--- start of PASSAGE PROVIDED ---
/NPM

The original implementation of Min et al. "Nonparametric Masked Language Modeling" (paper https//arxiv.org/abs/2212.01349)

Primary LanguagePythonOtherNOASSERTION

Nonparametric Masked Language Modeling

This repo contains the original implementation of the paper "Nonparametric Masked Language Modeling".

@article{ min2022nonparametric,
    title={ Nonparametric Masked Language Modeling },
    author={ Min, Sewon and Shi, Weijia and Lewis, Mike and Chen, Xilun and Yih, Wen-tau and Hajishirzi, Hannaneh and Zettlemoyer, Luke },
    year={ 2022 }
}

Models are available from Huggingface Hub:hugs:! Check out npm (for phrase retrieval) and npm-single (for token retrieval).

We are working on a simple demo where you can simply download all the resources and deploy on your machine. Stay tuned!

Updates

  • 01/02/2023: The code for training is released. See train.md for instructions.
  • 12/22/2022: The code for inference is released. Stay tuned for the code for training.
--- end of PASSAGE PROVIDED ---
--- start of ENTRIES PROVIDED ---
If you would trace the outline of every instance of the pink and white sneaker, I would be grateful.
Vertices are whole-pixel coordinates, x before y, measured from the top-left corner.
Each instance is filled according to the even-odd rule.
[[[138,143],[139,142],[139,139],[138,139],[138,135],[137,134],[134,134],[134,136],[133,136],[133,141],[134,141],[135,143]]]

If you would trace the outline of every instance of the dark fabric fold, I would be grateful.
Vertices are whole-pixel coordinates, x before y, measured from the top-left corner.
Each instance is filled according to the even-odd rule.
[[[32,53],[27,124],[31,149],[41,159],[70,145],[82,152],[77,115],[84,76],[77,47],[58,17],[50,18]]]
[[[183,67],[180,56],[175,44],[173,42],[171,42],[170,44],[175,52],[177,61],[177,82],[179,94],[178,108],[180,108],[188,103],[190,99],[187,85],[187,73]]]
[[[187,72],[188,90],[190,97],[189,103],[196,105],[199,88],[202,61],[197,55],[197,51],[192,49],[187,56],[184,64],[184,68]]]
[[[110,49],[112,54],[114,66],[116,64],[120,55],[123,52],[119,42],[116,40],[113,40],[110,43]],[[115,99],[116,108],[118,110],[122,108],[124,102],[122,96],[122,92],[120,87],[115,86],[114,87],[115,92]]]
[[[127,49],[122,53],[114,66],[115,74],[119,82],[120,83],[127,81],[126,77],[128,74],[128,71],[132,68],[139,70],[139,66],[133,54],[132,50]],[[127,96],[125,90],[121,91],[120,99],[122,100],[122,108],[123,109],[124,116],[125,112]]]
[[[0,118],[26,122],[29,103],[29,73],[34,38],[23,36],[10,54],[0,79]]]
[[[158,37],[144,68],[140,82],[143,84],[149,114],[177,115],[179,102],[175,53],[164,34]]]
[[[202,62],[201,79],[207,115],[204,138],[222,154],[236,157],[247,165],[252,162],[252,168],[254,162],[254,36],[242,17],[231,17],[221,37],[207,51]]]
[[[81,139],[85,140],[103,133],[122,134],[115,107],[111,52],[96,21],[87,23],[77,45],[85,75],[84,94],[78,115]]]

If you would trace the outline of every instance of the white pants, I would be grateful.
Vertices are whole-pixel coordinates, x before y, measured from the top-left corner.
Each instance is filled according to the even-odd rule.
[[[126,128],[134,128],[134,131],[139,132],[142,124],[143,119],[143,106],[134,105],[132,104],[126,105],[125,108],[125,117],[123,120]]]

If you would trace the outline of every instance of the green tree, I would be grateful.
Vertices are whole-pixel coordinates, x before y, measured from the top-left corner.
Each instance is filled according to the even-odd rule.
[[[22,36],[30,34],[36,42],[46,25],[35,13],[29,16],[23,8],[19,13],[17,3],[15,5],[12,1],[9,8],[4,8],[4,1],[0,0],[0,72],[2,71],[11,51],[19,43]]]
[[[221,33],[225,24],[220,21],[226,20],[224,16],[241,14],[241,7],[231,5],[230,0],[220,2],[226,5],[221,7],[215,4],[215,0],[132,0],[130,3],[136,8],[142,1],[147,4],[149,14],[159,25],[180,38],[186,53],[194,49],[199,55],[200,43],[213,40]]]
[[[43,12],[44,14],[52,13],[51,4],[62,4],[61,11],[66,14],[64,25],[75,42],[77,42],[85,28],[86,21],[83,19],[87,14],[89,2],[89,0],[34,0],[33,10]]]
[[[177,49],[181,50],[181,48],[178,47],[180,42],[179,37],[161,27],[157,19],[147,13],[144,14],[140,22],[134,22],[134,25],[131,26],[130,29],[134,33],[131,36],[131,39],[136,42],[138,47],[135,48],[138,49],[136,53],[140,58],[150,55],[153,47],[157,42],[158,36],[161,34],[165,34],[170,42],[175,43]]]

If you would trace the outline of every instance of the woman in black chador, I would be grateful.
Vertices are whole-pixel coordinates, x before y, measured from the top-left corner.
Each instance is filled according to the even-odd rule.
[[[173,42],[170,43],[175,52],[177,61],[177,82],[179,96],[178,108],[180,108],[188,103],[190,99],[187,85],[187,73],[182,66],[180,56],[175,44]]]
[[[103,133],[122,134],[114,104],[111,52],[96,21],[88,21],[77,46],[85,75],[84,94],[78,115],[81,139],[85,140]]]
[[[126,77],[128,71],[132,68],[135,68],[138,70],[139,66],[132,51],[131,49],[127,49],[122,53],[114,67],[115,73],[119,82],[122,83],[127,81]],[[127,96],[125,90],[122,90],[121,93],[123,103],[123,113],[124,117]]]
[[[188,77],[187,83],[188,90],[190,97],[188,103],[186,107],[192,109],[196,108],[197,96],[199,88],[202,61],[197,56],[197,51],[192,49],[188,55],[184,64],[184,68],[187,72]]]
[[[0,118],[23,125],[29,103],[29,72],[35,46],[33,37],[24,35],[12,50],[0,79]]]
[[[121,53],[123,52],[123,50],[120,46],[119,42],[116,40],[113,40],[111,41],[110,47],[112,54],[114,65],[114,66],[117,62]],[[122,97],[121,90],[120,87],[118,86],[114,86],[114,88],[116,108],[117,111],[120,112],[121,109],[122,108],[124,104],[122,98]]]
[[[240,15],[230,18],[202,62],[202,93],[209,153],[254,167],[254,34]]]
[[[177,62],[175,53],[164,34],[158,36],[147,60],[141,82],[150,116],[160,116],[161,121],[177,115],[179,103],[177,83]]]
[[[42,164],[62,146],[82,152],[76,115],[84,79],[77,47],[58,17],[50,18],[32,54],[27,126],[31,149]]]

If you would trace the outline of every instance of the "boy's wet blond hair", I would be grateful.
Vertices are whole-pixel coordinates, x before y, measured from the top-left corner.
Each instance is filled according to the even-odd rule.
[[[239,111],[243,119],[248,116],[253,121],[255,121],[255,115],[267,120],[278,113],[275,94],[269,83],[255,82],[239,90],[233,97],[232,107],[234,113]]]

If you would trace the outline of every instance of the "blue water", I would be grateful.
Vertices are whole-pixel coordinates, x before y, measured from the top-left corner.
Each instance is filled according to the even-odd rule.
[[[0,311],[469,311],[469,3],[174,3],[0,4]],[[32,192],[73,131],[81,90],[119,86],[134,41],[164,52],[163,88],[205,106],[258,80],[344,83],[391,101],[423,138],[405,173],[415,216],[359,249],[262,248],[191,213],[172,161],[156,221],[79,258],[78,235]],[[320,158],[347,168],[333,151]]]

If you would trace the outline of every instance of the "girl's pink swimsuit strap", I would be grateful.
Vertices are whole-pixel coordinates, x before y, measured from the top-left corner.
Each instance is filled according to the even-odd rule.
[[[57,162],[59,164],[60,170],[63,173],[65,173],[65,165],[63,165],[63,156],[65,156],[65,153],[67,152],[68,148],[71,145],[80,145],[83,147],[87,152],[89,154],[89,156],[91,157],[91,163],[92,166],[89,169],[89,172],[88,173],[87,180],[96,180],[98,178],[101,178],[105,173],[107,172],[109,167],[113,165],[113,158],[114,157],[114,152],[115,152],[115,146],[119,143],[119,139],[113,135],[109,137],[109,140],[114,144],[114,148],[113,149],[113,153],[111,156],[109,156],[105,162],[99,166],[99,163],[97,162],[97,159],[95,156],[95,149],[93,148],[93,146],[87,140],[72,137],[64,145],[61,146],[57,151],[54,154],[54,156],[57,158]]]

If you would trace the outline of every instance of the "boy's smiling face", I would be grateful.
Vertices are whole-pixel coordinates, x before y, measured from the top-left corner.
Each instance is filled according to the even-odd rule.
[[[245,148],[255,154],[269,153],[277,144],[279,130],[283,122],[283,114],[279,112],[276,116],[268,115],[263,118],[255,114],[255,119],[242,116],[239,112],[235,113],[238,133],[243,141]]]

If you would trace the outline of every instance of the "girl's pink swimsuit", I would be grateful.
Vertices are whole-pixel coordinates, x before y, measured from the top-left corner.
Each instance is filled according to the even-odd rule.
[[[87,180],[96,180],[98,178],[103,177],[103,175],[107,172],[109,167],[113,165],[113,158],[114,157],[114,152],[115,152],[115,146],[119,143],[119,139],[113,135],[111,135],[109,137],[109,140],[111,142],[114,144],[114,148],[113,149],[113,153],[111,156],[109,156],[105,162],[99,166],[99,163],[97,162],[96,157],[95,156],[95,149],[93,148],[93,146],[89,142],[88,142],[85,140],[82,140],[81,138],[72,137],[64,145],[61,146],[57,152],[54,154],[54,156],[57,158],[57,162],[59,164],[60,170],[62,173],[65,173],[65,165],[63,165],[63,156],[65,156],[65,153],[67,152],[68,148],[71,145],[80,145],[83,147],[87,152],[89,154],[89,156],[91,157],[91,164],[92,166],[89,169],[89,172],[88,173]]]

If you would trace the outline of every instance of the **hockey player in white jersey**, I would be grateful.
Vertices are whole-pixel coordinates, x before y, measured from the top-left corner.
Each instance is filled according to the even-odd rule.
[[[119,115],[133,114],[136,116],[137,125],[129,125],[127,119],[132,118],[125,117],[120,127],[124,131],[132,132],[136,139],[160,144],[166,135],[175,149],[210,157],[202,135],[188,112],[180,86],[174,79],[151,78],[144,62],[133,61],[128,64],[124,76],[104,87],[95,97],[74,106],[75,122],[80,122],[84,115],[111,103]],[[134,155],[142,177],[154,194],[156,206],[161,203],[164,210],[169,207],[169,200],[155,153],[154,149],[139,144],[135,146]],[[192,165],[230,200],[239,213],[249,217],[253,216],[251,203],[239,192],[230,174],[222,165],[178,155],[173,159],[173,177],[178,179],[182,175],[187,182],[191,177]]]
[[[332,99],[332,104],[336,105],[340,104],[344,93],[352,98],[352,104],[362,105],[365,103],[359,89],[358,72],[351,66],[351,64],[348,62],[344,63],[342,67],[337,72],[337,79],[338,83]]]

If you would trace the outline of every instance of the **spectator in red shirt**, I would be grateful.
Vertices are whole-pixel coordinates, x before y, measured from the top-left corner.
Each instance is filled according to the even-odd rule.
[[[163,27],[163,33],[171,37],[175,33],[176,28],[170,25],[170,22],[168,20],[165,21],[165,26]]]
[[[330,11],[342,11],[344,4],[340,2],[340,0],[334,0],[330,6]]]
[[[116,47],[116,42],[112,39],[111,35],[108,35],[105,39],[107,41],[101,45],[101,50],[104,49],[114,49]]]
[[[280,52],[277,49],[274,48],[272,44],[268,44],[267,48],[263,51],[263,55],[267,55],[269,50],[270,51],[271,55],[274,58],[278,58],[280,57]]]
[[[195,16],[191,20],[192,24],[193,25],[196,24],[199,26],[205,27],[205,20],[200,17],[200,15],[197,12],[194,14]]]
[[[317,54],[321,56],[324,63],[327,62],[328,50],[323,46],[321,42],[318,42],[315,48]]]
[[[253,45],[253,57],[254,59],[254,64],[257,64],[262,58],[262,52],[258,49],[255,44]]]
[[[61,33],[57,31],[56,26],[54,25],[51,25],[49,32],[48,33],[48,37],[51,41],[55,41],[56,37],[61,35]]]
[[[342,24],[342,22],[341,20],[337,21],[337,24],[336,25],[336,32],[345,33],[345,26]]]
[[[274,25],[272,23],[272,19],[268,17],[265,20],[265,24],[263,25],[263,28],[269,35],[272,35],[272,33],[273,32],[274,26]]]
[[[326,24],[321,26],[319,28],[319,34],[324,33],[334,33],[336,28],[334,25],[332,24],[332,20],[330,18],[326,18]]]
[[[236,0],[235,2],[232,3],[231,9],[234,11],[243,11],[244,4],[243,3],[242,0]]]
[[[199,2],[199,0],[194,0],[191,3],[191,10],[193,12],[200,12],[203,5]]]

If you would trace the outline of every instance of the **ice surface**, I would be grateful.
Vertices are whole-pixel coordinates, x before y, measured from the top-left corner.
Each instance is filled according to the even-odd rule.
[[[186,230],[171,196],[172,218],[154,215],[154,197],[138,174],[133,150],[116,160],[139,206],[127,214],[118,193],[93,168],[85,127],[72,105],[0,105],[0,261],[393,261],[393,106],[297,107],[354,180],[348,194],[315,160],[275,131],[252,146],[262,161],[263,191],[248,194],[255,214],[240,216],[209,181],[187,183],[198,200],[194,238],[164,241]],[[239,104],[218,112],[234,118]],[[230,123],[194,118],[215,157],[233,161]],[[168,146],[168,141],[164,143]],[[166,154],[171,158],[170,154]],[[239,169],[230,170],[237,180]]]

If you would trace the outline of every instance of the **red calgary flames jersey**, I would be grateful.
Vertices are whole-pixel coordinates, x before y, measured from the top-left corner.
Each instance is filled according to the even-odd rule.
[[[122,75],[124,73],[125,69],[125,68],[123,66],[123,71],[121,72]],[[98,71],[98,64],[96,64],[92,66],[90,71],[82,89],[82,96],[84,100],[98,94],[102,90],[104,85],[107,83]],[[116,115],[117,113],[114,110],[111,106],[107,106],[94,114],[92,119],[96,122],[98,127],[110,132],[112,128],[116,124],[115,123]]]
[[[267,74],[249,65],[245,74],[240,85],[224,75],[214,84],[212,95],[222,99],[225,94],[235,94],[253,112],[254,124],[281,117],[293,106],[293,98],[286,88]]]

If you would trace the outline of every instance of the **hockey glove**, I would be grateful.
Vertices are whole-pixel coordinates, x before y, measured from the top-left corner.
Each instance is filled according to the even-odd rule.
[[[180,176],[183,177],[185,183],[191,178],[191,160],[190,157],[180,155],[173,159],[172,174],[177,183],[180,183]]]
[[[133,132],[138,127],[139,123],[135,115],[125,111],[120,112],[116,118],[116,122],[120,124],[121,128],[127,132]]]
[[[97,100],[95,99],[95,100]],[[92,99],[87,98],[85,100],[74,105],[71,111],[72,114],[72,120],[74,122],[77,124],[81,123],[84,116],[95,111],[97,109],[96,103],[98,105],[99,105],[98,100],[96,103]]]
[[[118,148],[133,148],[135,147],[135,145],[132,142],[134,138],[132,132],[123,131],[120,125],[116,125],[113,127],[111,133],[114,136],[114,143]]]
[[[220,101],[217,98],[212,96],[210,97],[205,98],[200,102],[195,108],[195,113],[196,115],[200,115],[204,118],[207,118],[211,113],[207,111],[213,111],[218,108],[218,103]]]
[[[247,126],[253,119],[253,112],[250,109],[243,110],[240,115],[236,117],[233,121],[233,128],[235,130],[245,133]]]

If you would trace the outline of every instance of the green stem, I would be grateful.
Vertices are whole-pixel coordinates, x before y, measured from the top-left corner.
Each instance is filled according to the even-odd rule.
--- end of ENTRIES PROVIDED ---
▶ **OBJECTIVE A**: According to the README, which model is for token retrieval?
▶ **OBJECTIVE B**: Transcribe the part of the README between "This repo contains" and "machine. Stay tuned!", inclusive.

▶ **WRITTEN ANSWER A**: npm-single

▶ **WRITTEN ANSWER B**:
This repo contains the original implementation of the paper "Nonparametric Masked Language Modeling".

@article{ min2022nonparametric,
    title={ Nonparametric Masked Language Modeling },
    author={ Min, Sewon and Shi, Weijia and Lewis, Mike and Chen, Xilun and Yih, Wen-tau and Hajishirzi, Hannaneh and Zettlemoyer, Luke },
    year={ 2022 }
}

Models are available from Huggingface Hub:hugs:! Check out npm (for phrase retrieval) and npm-single (for token retrieval).

We are working on a simple demo where you can simply download all the resources and deploy on your machine. Stay tuned!